#### [Written exercise a]
List every GGUS ticket number that appears in the meeting minutes.

Attendance: local(Eva, Jarka, Maarten, Mark, Ricardo, Torre, Xavier);remote(Burt, Gonzalo, Ian, Jhen-Wei, Michael, Paolo, Pavel, Reda, Rob, Rolf, Ron, Tiju, Ulf).

Experiments round table:

  • ATLAS reports -
    • T0/Central Services
      • CERN-PROD Tier 0: Failing LSF jobs due to no AFS token. Reported 14:30 yesterday. At 21:00 a user with ~800 jobs filling AFS pool space was found, removed. Problem still seen today, affects ~7 nodes (so not a crisis). GGUS:81096
      • CERN-PROD 0.1% of the srmbringonline request IDs are lost: ATLAS DDM patched GGUS:81032
    • T1s/CalibrationT2s
      • T0 exports to FZK-LCG2 DataTape failing. Reported Monday, recurred yesterday morning, but OK for 24 hours. Closed this am. Origin of problem not known. GGUS:81039
      • Power failure (twice) at TRIUMF-LCG2. CA cloud taken offline ~1-9am this morning. Cloud now back online, sites under test. GGUS:81100 GGUS:81111
      • ATLAS functional test failures at IN2P3-CC due to missing files that were deleted during cleanup? Investigating. GGUS:81095

  • CMS reports -
    • LHC machine / CMS detector
      • Reasonable smooth running
      • Switched to the physics primary datasets
      • Preparing for low luminosity running
    • CERN / central services and T0
      • One black hole node seen in Tier-0. Ticket submitted GGUS:81134
      • Unable to submit to FTS at CERN between 8-9. Restored for all sites except CNAF
        • Ian: will bridge the CMS Savannah ticket to GGUS or open a new ticket as needed
      • Ian: some CMS users have VOMS problems since this morning (INC:120113, INC:120148)
        • Maarten: probably related to the DB password changes, which may also explain the FTS problems observed (see central services report below)

#### [Written exercise b]
In the listing, change "brick wall" to "stone wall" from the line with "locate the pedestrian" to the line with "371, 221, 541]]", and give only those lines back with everything else left as it stands.

#### [Input rows]
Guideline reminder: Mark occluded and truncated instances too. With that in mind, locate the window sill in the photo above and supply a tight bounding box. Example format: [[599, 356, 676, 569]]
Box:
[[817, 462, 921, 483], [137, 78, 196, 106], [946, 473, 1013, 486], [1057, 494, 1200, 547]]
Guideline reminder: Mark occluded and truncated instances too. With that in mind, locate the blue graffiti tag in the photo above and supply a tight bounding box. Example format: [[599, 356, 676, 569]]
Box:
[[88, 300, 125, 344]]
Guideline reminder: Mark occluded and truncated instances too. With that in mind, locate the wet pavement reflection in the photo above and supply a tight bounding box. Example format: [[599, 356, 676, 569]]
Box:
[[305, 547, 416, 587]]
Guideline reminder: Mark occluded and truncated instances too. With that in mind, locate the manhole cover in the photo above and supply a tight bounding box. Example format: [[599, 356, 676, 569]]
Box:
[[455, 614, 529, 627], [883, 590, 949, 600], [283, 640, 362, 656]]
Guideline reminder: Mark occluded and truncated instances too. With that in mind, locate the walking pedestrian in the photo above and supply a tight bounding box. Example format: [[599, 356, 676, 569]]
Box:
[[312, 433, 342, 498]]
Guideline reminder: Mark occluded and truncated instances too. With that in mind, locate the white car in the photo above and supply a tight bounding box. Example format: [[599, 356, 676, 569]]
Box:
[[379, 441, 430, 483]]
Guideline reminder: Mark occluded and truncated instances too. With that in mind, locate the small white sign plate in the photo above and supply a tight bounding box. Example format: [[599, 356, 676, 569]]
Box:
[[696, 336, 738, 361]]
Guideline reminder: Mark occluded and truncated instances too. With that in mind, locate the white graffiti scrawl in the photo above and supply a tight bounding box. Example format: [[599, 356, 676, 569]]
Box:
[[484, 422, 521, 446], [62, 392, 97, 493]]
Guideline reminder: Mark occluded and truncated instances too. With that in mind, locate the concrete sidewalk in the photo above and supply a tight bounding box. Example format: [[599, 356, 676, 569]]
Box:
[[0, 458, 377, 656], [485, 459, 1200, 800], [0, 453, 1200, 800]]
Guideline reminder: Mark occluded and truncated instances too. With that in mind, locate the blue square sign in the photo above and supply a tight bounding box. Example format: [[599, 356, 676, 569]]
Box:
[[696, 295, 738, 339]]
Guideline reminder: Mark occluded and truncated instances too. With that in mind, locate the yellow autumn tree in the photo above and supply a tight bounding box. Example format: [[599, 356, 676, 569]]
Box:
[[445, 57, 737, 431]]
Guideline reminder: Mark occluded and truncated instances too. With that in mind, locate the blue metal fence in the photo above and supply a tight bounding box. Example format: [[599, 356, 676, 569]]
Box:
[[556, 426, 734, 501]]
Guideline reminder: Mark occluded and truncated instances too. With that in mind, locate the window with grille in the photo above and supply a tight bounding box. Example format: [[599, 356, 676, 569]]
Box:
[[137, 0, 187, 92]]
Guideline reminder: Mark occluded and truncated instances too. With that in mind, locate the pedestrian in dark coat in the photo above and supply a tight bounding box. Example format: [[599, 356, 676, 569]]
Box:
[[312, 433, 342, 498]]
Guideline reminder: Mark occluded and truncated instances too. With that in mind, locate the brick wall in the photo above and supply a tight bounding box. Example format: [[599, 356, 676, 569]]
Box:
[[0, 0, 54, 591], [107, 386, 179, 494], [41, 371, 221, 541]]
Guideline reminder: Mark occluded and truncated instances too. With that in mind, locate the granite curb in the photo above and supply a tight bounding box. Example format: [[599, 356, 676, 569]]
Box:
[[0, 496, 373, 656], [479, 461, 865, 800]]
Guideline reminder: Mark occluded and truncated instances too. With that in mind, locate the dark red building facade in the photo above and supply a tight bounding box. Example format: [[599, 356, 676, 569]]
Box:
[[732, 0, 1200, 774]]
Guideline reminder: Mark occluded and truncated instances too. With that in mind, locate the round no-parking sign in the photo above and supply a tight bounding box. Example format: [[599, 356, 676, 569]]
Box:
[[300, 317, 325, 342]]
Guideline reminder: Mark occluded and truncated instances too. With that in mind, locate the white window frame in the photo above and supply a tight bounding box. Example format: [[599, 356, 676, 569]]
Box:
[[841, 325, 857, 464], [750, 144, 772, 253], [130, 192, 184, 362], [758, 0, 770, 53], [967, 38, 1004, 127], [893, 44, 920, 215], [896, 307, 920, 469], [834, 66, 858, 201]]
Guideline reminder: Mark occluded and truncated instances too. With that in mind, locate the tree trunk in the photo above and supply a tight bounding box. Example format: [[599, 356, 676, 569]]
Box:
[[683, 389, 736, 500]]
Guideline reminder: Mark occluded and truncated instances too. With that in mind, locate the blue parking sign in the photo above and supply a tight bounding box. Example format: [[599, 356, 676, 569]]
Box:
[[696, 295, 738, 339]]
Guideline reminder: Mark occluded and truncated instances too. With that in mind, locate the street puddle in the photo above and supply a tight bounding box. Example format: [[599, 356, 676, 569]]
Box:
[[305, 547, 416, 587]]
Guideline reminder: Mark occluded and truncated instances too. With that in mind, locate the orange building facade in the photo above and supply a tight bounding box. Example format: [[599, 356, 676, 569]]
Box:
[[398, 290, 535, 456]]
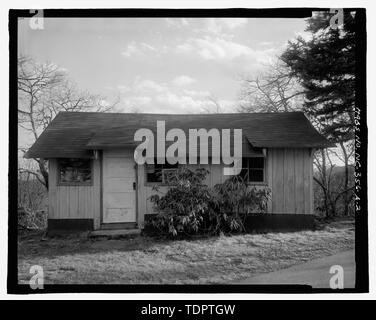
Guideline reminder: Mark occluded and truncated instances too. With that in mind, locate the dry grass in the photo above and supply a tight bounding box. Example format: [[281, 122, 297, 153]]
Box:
[[19, 222, 355, 284]]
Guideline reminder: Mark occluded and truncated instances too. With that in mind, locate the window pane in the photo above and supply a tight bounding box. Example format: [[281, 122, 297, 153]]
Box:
[[146, 164, 162, 182], [249, 157, 264, 169], [249, 169, 264, 182], [240, 169, 248, 181], [59, 159, 91, 183]]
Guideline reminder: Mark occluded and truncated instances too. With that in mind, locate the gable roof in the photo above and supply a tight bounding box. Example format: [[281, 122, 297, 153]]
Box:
[[25, 112, 333, 159]]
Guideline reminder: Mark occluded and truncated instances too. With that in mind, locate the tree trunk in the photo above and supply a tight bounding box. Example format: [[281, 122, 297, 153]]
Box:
[[340, 142, 349, 216]]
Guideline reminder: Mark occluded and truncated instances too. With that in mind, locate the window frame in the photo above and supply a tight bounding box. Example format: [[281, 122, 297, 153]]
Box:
[[242, 155, 268, 186], [144, 159, 179, 186], [56, 158, 94, 187]]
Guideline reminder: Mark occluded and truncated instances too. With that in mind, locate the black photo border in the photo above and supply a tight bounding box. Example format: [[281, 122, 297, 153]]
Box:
[[7, 8, 369, 294]]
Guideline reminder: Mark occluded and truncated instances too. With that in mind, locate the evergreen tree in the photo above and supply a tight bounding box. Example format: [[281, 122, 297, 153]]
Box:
[[281, 12, 356, 142]]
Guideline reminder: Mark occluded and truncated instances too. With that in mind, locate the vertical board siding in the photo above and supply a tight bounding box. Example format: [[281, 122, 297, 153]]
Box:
[[138, 148, 312, 216], [267, 148, 313, 214], [48, 159, 101, 228], [49, 148, 313, 229]]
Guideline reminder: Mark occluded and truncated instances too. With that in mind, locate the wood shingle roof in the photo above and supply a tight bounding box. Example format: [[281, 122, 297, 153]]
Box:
[[25, 112, 333, 159]]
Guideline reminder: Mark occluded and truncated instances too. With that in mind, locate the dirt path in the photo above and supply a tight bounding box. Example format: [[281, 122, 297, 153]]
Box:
[[234, 250, 355, 289], [18, 223, 355, 284]]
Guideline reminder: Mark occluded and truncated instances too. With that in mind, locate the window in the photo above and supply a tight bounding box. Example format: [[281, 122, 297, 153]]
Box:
[[146, 159, 178, 184], [59, 159, 92, 184], [240, 157, 265, 182]]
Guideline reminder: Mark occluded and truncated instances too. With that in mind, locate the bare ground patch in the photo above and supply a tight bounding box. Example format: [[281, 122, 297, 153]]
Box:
[[18, 221, 355, 284]]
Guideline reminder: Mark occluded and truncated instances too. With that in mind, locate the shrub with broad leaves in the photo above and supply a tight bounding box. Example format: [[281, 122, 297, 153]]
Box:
[[146, 167, 270, 237]]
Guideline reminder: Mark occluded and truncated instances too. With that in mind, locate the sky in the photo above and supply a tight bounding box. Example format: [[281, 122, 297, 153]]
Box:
[[18, 18, 306, 113]]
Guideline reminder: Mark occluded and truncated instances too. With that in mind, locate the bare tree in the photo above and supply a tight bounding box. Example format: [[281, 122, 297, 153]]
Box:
[[18, 56, 118, 189], [202, 94, 223, 113], [239, 60, 304, 112]]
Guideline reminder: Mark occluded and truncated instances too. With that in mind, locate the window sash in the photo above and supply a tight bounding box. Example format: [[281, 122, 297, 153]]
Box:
[[57, 158, 93, 186], [242, 157, 266, 183]]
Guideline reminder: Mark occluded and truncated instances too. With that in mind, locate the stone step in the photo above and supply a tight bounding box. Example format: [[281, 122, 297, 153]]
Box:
[[89, 229, 141, 238]]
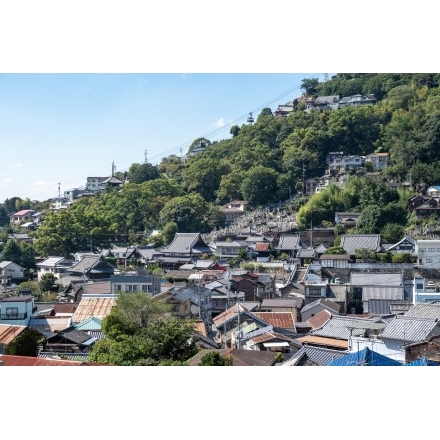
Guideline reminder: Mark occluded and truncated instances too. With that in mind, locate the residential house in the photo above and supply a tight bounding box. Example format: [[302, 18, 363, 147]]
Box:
[[0, 295, 37, 326], [304, 179, 319, 196], [188, 348, 278, 367], [347, 272, 405, 313], [301, 298, 341, 322], [319, 254, 349, 269], [0, 260, 25, 285], [213, 241, 249, 258], [341, 234, 382, 260], [156, 232, 213, 269], [69, 255, 115, 280], [365, 153, 390, 171], [43, 326, 97, 354], [0, 324, 29, 355], [36, 257, 77, 281], [72, 294, 117, 325], [327, 347, 402, 367], [281, 344, 346, 367], [335, 93, 377, 109], [110, 274, 161, 295], [384, 235, 416, 255], [275, 233, 302, 258], [335, 212, 361, 229], [342, 155, 364, 172], [220, 200, 249, 226], [10, 209, 35, 225], [259, 298, 302, 322], [414, 239, 440, 269], [153, 290, 193, 319], [426, 185, 440, 199]]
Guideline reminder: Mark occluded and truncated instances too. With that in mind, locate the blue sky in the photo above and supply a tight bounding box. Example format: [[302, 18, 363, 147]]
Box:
[[0, 73, 330, 202]]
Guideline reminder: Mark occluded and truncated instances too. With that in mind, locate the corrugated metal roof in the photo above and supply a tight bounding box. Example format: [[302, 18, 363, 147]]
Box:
[[350, 272, 403, 286], [405, 303, 440, 319], [252, 312, 296, 330], [362, 286, 404, 301], [341, 234, 380, 255], [72, 297, 116, 323]]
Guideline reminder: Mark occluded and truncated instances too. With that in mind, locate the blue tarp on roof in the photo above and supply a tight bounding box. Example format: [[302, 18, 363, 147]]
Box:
[[405, 357, 440, 367], [327, 347, 402, 367]]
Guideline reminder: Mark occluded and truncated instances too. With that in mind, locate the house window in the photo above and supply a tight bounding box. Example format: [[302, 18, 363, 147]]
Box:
[[6, 307, 18, 318]]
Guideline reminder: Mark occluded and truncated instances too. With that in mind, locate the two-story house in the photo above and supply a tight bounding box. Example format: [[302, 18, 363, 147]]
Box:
[[0, 295, 37, 326]]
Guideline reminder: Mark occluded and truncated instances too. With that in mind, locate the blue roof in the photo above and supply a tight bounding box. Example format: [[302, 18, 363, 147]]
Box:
[[406, 357, 440, 367], [327, 347, 402, 367]]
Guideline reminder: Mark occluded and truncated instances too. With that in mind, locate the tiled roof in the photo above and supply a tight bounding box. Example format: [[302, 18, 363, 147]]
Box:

#### [Correct answer a]
GGUS:81096, GGUS:81032, GGUS:81039, GGUS:81100, GGUS:81111, GGUS:81095, GGUS:81134

#### [Correct answer b]
Guideline reminder: Mark occluded and truncated instances too. With that in mind, locate the pedestrian in dark coat in the photo above and supply a tight bounding box. Example format: [[599, 356, 676, 569]]
Box:
[[312, 433, 342, 498]]
Guideline reminder: Mark occluded and truncated instances too. With that in mind, locate the stone wall in the photo above and supply a tight bounding box. Example format: [[599, 356, 676, 569]]
Box:
[[0, 0, 54, 591], [107, 386, 179, 494], [41, 371, 221, 541]]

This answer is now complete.